* [Seçilen bölüm]:
2018 yılının ikinci yarısında başlayan devasa gümrük vergisi uygulamalarına rağmen, ABD ve Çin arasındaki ticaret açığı çok büyük bir etki görmedi.

Aynı şekilde, ABD’nin toplam ticaret açığı da bir önceki resesyondan bu yana büyük bir değişim göstermedi. ABD’nin ithalatı 2018 ve 2019 yıllarında cansız bir tablo çizdi ancak ithalat da aynı durumdaydı.

ABD’nin sanayi sektörü de bir rönesans yaşamadı. Üretim faaliyetleri Trump’ın ticaret savaşını başlatmasından önce ekonominin geri kalanıyla birlikte büyüyordu ancak daha sonra bir durgunluk dönemine girdi.

Bloomberg’in haberine göre, Trump ve danışmanları ekonomist Peter Navarro ve ticaret temsilcisi Robert Lighthizer’in umduğunun aksine, gümrük vergileri işe yaramadı. Bu vergiler Çin’in ekonomisine bir miktar darbe indirmiş olsa da, aynı zamanda ABD’li tüketiciyi de vurdu. Ve birincil amacı olan ticaret açığını kapatma, ABD’nin Çin karşısındaki rekabet avantajını arttırma ya da ülkenin üretimini yeniden canlandırma gibi hedeflerinin hiçbirini başaramadı.

* [Yazılı yönerge]: Lütfen ABD–Çin ticaret savaşıyla ilgili metinden "Aynı şekilde, ABD’nin" sözcüklerinden başlayıp "hedeflerinin hiçbirini başaramadı." sözcükleri de dahil olmak üzere o noktaya kadar uzanan kısmı aynen kopyalayın.

* [Sağlanan bilgiler]:
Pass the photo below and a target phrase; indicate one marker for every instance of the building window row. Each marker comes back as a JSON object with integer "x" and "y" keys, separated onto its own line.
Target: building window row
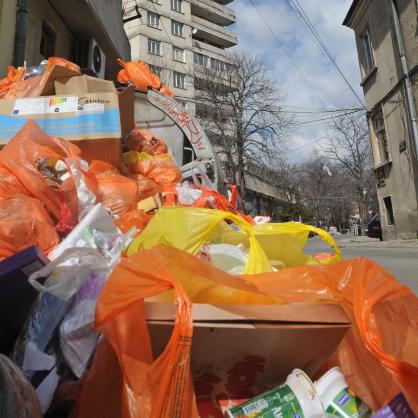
{"x": 205, "y": 61}
{"x": 176, "y": 5}
{"x": 153, "y": 21}
{"x": 179, "y": 79}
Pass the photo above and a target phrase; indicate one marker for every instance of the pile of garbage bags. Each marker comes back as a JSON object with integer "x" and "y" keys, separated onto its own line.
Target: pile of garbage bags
{"x": 85, "y": 249}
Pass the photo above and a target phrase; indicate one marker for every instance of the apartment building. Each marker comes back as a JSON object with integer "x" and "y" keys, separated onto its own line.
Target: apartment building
{"x": 387, "y": 44}
{"x": 175, "y": 37}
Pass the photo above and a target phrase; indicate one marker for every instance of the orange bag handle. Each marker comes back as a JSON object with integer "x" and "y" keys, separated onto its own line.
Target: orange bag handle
{"x": 166, "y": 380}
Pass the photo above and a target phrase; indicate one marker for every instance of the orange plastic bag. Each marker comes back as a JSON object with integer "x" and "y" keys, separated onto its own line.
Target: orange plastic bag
{"x": 13, "y": 75}
{"x": 25, "y": 222}
{"x": 142, "y": 140}
{"x": 166, "y": 91}
{"x": 160, "y": 170}
{"x": 146, "y": 187}
{"x": 139, "y": 73}
{"x": 62, "y": 62}
{"x": 118, "y": 193}
{"x": 9, "y": 184}
{"x": 378, "y": 356}
{"x": 33, "y": 87}
{"x": 24, "y": 155}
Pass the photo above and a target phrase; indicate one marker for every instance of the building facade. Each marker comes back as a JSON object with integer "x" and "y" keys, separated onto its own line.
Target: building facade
{"x": 175, "y": 37}
{"x": 34, "y": 30}
{"x": 386, "y": 34}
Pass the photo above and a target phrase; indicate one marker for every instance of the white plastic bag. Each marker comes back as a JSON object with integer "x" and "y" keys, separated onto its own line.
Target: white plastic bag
{"x": 67, "y": 273}
{"x": 97, "y": 231}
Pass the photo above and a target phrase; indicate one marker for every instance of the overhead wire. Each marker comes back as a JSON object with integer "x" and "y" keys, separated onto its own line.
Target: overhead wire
{"x": 281, "y": 46}
{"x": 300, "y": 12}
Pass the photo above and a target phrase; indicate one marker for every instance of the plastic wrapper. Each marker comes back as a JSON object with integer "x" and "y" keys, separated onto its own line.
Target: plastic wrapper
{"x": 142, "y": 140}
{"x": 97, "y": 231}
{"x": 9, "y": 184}
{"x": 18, "y": 399}
{"x": 25, "y": 222}
{"x": 59, "y": 283}
{"x": 378, "y": 355}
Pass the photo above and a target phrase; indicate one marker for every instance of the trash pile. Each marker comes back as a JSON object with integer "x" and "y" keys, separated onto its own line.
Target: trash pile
{"x": 128, "y": 291}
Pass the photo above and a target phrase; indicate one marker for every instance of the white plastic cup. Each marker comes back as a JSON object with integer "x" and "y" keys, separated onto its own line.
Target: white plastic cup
{"x": 306, "y": 393}
{"x": 337, "y": 399}
{"x": 297, "y": 397}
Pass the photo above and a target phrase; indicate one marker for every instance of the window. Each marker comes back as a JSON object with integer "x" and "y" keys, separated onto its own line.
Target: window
{"x": 154, "y": 47}
{"x": 48, "y": 37}
{"x": 153, "y": 20}
{"x": 178, "y": 54}
{"x": 200, "y": 59}
{"x": 179, "y": 80}
{"x": 368, "y": 53}
{"x": 176, "y": 5}
{"x": 218, "y": 64}
{"x": 176, "y": 28}
{"x": 380, "y": 133}
{"x": 389, "y": 210}
{"x": 155, "y": 69}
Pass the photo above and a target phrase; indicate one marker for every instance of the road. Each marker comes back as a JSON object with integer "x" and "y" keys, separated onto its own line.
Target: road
{"x": 401, "y": 262}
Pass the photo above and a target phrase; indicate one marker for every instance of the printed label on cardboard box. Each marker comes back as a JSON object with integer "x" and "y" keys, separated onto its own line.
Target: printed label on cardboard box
{"x": 45, "y": 105}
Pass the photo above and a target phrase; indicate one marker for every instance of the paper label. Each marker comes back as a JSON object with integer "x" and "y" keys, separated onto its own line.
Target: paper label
{"x": 347, "y": 405}
{"x": 45, "y": 105}
{"x": 91, "y": 108}
{"x": 280, "y": 402}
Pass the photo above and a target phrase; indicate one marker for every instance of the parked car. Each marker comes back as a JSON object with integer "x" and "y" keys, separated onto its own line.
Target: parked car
{"x": 374, "y": 228}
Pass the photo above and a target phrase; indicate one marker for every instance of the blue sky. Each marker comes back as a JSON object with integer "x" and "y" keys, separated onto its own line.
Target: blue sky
{"x": 329, "y": 89}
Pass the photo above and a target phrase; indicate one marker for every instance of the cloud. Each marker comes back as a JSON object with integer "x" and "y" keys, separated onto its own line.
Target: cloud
{"x": 320, "y": 86}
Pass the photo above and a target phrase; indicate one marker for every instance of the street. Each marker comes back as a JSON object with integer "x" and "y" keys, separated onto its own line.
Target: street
{"x": 401, "y": 262}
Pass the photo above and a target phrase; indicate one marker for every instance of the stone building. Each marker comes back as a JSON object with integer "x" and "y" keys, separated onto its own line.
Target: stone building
{"x": 386, "y": 37}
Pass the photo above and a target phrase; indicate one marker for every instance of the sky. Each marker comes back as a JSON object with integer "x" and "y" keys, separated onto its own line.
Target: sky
{"x": 319, "y": 87}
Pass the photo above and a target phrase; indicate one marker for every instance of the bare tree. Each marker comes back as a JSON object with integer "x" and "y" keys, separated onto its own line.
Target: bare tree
{"x": 349, "y": 147}
{"x": 240, "y": 107}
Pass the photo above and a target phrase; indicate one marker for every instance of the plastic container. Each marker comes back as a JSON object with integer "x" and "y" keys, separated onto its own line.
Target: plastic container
{"x": 297, "y": 397}
{"x": 337, "y": 398}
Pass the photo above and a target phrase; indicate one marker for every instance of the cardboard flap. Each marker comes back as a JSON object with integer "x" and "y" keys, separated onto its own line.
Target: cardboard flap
{"x": 126, "y": 108}
{"x": 290, "y": 313}
{"x": 82, "y": 84}
{"x": 57, "y": 72}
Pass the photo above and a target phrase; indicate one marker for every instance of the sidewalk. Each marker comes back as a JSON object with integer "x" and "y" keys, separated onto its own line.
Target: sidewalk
{"x": 352, "y": 241}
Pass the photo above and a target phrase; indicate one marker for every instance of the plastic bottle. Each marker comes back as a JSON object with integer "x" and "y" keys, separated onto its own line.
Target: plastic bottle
{"x": 337, "y": 398}
{"x": 297, "y": 397}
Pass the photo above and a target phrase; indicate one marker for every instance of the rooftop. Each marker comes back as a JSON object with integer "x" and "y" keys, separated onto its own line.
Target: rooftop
{"x": 350, "y": 12}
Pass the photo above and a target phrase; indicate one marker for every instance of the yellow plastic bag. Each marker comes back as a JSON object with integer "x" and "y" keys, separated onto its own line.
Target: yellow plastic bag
{"x": 283, "y": 241}
{"x": 378, "y": 355}
{"x": 189, "y": 228}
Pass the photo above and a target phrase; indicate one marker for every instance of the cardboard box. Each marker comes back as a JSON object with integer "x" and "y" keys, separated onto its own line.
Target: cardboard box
{"x": 86, "y": 109}
{"x": 16, "y": 294}
{"x": 241, "y": 351}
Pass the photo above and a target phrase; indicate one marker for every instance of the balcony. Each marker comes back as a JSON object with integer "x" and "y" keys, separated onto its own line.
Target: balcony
{"x": 212, "y": 11}
{"x": 213, "y": 34}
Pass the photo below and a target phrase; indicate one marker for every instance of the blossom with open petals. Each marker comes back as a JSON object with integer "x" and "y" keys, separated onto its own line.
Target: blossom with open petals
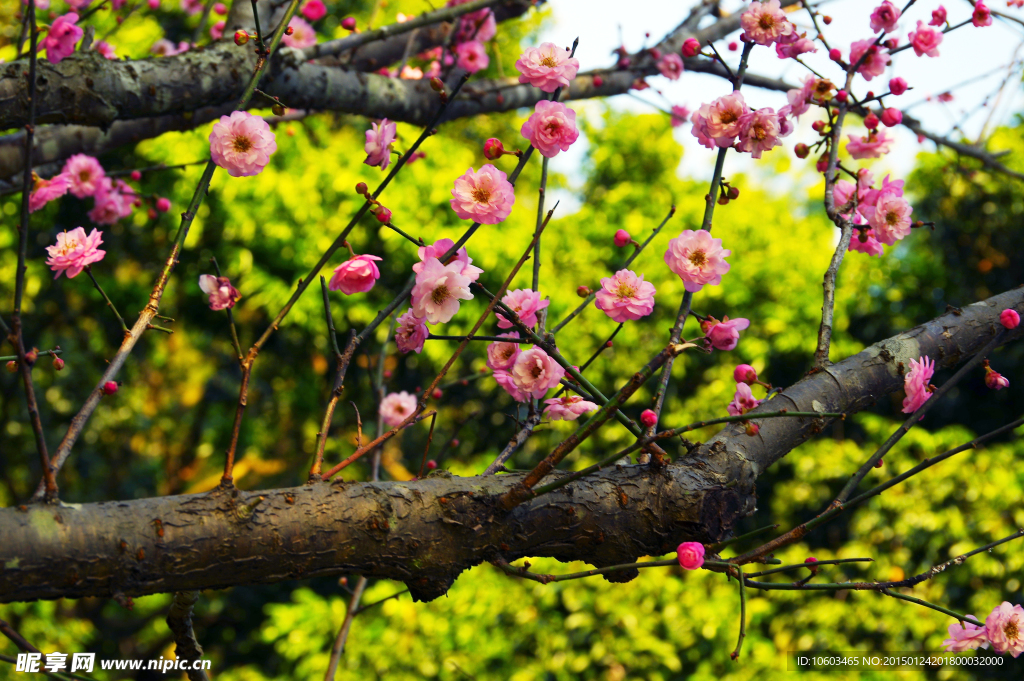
{"x": 483, "y": 196}
{"x": 697, "y": 259}
{"x": 221, "y": 294}
{"x": 625, "y": 296}
{"x": 242, "y": 143}
{"x": 74, "y": 252}
{"x": 568, "y": 408}
{"x": 547, "y": 67}
{"x": 437, "y": 291}
{"x": 525, "y": 303}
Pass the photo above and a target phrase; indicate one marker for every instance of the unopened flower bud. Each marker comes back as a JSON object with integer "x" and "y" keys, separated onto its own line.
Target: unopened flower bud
{"x": 494, "y": 150}
{"x": 690, "y": 47}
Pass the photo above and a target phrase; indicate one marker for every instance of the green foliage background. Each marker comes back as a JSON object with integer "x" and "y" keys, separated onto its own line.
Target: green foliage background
{"x": 166, "y": 429}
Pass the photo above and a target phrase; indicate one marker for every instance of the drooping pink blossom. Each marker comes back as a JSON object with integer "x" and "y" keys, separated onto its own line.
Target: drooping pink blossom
{"x": 74, "y": 252}
{"x": 968, "y": 637}
{"x": 742, "y": 401}
{"x": 568, "y": 408}
{"x": 313, "y": 9}
{"x": 759, "y": 132}
{"x": 690, "y": 555}
{"x": 718, "y": 124}
{"x": 410, "y": 333}
{"x": 1005, "y": 629}
{"x": 885, "y": 16}
{"x": 873, "y": 145}
{"x": 502, "y": 354}
{"x": 1010, "y": 318}
{"x": 915, "y": 384}
{"x": 303, "y": 35}
{"x": 535, "y": 372}
{"x": 697, "y": 259}
{"x": 378, "y": 145}
{"x": 356, "y": 274}
{"x": 525, "y": 303}
{"x": 242, "y": 143}
{"x": 45, "y": 190}
{"x": 61, "y": 38}
{"x": 764, "y": 23}
{"x": 890, "y": 218}
{"x": 926, "y": 40}
{"x": 625, "y": 296}
{"x": 551, "y": 128}
{"x": 876, "y": 60}
{"x": 437, "y": 291}
{"x": 483, "y": 196}
{"x": 222, "y": 295}
{"x": 671, "y": 66}
{"x": 547, "y": 67}
{"x": 84, "y": 175}
{"x": 395, "y": 408}
{"x": 472, "y": 56}
{"x": 723, "y": 335}
{"x": 981, "y": 15}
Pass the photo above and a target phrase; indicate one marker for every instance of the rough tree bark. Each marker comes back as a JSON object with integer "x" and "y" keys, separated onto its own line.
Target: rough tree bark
{"x": 426, "y": 533}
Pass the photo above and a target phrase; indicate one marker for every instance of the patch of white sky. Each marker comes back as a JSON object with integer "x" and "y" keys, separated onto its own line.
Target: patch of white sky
{"x": 980, "y": 67}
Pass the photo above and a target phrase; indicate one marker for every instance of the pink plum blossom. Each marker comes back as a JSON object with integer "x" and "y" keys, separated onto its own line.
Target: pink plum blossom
{"x": 626, "y": 296}
{"x": 875, "y": 61}
{"x": 222, "y": 294}
{"x": 438, "y": 249}
{"x": 548, "y": 67}
{"x": 968, "y": 637}
{"x": 724, "y": 335}
{"x": 1010, "y": 318}
{"x": 502, "y": 354}
{"x": 873, "y": 145}
{"x": 378, "y": 145}
{"x": 61, "y": 38}
{"x": 697, "y": 259}
{"x": 485, "y": 197}
{"x": 525, "y": 303}
{"x": 242, "y": 143}
{"x": 759, "y": 132}
{"x": 890, "y": 218}
{"x": 568, "y": 408}
{"x": 410, "y": 333}
{"x": 690, "y": 555}
{"x": 926, "y": 40}
{"x": 535, "y": 372}
{"x": 884, "y": 17}
{"x": 671, "y": 66}
{"x": 303, "y": 35}
{"x": 742, "y": 400}
{"x": 472, "y": 56}
{"x": 1005, "y": 628}
{"x": 395, "y": 408}
{"x": 437, "y": 291}
{"x": 313, "y": 9}
{"x": 45, "y": 190}
{"x": 84, "y": 175}
{"x": 765, "y": 23}
{"x": 355, "y": 274}
{"x": 551, "y": 128}
{"x": 74, "y": 252}
{"x": 915, "y": 384}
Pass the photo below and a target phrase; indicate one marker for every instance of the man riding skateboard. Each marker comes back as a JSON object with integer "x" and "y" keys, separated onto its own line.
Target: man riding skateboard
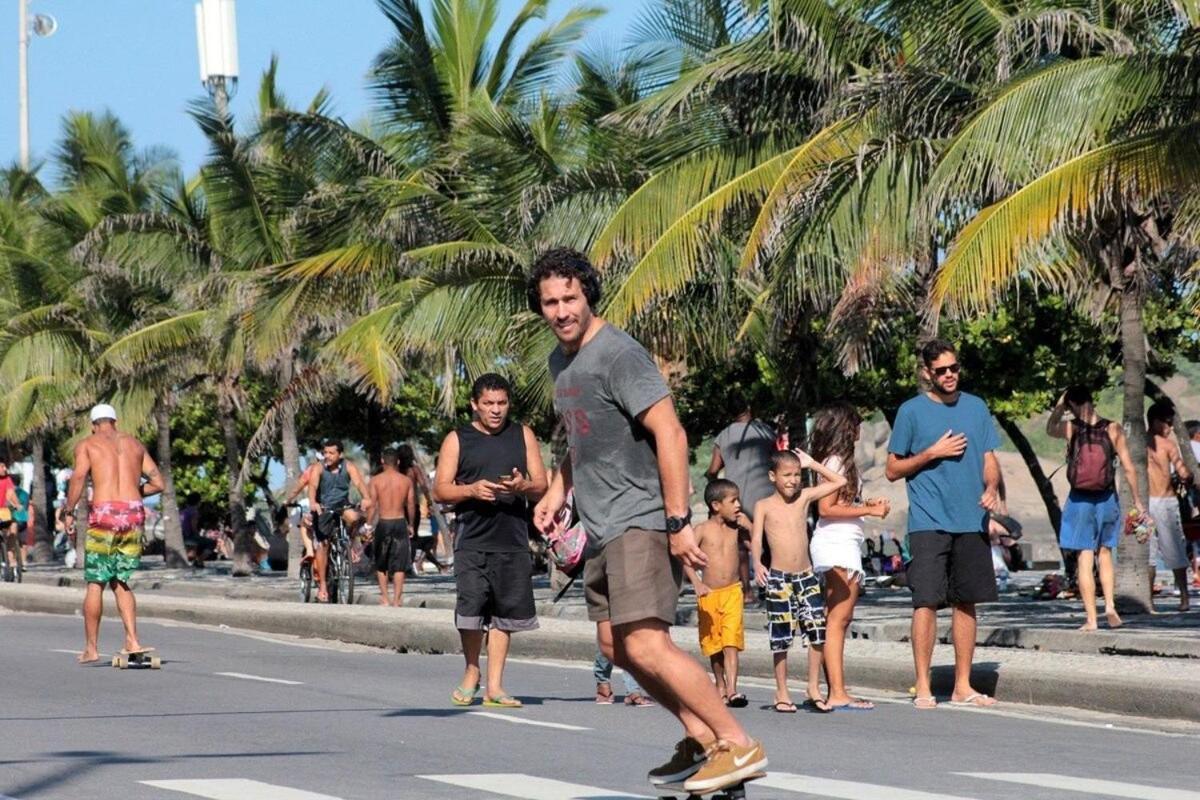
{"x": 117, "y": 463}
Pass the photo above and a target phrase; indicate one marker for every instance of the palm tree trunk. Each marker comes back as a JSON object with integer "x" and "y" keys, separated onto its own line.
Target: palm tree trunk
{"x": 241, "y": 531}
{"x": 43, "y": 533}
{"x": 174, "y": 549}
{"x": 291, "y": 462}
{"x": 1133, "y": 571}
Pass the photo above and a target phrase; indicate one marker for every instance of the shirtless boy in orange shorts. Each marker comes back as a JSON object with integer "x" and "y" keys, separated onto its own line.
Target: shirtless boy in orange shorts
{"x": 719, "y": 590}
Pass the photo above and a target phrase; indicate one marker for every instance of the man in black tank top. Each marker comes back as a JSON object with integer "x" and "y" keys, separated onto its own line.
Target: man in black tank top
{"x": 329, "y": 495}
{"x": 492, "y": 471}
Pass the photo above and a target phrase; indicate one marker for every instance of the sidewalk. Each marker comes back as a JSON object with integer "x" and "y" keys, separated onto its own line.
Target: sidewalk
{"x": 1144, "y": 686}
{"x": 881, "y": 615}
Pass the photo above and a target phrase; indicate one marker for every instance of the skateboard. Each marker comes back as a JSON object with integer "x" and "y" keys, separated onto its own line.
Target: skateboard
{"x": 736, "y": 792}
{"x": 124, "y": 660}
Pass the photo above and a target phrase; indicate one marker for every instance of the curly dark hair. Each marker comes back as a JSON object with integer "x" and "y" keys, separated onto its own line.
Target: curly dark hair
{"x": 563, "y": 263}
{"x": 834, "y": 432}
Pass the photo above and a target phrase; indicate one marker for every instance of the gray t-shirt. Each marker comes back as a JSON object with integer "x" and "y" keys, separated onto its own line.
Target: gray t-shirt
{"x": 745, "y": 450}
{"x": 599, "y": 392}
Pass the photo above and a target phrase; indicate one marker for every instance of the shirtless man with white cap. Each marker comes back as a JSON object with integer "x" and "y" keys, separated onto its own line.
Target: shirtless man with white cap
{"x": 117, "y": 462}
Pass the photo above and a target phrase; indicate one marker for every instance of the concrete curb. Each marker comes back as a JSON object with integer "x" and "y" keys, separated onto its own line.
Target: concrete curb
{"x": 1127, "y": 643}
{"x": 1039, "y": 679}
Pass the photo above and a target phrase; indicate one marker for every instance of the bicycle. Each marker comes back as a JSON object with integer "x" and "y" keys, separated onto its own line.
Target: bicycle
{"x": 339, "y": 571}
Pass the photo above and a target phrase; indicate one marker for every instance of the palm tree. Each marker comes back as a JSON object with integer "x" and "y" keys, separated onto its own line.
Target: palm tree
{"x": 47, "y": 338}
{"x": 1071, "y": 174}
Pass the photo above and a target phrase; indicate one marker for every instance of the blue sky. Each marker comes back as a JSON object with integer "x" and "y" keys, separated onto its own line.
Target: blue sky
{"x": 137, "y": 58}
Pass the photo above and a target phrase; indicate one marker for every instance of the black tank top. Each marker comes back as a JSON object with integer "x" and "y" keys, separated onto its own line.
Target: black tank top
{"x": 501, "y": 527}
{"x": 334, "y": 487}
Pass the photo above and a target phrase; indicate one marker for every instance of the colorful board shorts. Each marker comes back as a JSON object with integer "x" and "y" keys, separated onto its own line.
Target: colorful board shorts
{"x": 720, "y": 620}
{"x": 793, "y": 601}
{"x": 113, "y": 549}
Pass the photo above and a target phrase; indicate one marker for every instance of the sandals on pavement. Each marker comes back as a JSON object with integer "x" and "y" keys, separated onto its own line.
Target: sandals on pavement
{"x": 816, "y": 707}
{"x": 461, "y": 696}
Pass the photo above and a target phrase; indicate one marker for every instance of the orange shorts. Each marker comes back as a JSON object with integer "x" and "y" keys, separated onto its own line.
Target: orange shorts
{"x": 720, "y": 620}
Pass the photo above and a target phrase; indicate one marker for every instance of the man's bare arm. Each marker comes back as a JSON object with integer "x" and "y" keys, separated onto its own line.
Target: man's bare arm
{"x": 949, "y": 445}
{"x": 1116, "y": 433}
{"x": 671, "y": 443}
{"x": 1181, "y": 468}
{"x": 154, "y": 483}
{"x": 411, "y": 507}
{"x": 79, "y": 475}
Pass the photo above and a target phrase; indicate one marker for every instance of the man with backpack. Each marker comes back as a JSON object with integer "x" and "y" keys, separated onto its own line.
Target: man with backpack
{"x": 1091, "y": 519}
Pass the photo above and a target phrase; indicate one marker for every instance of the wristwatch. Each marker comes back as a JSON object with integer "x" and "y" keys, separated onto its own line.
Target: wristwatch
{"x": 675, "y": 524}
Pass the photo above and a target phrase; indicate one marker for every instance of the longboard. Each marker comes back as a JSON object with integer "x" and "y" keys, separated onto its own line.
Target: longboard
{"x": 145, "y": 659}
{"x": 736, "y": 792}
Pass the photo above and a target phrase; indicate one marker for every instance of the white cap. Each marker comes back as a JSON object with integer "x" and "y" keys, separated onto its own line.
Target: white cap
{"x": 103, "y": 411}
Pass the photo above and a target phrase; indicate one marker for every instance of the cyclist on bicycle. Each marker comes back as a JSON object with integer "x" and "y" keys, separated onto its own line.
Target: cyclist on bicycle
{"x": 329, "y": 497}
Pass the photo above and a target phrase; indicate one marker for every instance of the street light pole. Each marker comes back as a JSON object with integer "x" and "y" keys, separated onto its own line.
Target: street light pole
{"x": 23, "y": 78}
{"x": 43, "y": 25}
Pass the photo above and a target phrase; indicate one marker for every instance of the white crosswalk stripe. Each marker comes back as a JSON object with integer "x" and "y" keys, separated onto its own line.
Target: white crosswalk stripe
{"x": 825, "y": 787}
{"x": 237, "y": 789}
{"x": 1089, "y": 786}
{"x": 516, "y": 785}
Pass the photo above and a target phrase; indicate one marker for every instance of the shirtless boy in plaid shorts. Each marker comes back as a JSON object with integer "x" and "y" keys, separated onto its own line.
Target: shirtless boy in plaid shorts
{"x": 793, "y": 593}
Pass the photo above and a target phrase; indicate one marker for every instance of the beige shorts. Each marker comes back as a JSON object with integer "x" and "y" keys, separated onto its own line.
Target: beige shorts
{"x": 633, "y": 578}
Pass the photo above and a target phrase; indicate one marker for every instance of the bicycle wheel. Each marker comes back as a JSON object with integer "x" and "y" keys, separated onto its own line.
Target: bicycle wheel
{"x": 345, "y": 582}
{"x": 306, "y": 582}
{"x": 331, "y": 572}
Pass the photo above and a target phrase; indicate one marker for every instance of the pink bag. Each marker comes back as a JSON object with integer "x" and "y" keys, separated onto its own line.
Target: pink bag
{"x": 567, "y": 545}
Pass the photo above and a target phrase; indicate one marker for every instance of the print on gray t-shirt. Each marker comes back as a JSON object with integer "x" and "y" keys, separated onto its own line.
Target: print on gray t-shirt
{"x": 745, "y": 450}
{"x": 599, "y": 392}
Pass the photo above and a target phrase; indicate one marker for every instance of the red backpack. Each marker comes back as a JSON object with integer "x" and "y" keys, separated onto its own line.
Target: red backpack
{"x": 1091, "y": 457}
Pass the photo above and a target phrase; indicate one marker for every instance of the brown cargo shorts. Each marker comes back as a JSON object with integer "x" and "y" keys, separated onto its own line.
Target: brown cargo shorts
{"x": 631, "y": 578}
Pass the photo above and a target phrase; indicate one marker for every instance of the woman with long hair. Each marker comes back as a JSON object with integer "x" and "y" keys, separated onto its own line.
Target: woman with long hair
{"x": 838, "y": 541}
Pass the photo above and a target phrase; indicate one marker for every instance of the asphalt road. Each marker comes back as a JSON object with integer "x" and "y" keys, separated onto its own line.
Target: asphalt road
{"x": 244, "y": 715}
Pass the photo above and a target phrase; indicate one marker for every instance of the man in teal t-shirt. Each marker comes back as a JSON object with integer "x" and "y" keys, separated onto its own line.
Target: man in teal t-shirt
{"x": 943, "y": 444}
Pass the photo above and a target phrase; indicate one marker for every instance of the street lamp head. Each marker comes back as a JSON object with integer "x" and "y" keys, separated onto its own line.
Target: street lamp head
{"x": 45, "y": 25}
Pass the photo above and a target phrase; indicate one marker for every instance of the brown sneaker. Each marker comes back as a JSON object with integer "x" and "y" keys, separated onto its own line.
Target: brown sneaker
{"x": 727, "y": 765}
{"x": 688, "y": 758}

* [Yanıt]:
Aynı şekilde, ABD’nin toplam ticaret açığı da bir önceki resesyondan bu yana büyük bir değişim göstermedi. ABD’nin ithalatı 2018 ve 2019 yıllarında cansız bir tablo çizdi ancak ithalat da aynı durumdaydı.

ABD’nin sanayi sektörü de bir rönesans yaşamadı. Üretim faaliyetleri Trump’ın ticaret savaşını başlatmasından önce ekonominin geri kalanıyla birlikte büyüyordu ancak daha sonra bir durgunluk dönemine girdi.

Bloomberg’in haberine göre, Trump ve danışmanları ekonomist Peter Navarro ve ticaret temsilcisi Robert Lighthizer’in umduğunun aksine, gümrük vergileri işe yaramadı. Bu vergiler Çin’in ekonomisine bir miktar darbe indirmiş olsa da, aynı zamanda ABD’li tüketiciyi de vurdu. Ve birincil amacı olan ticaret açığını kapatma, ABD’nin Çin karşısındaki rekabet avantajını arttırma ya da ülkenin üretimini yeniden canlandırma gibi hedeflerinin hiçbirini başaramadı.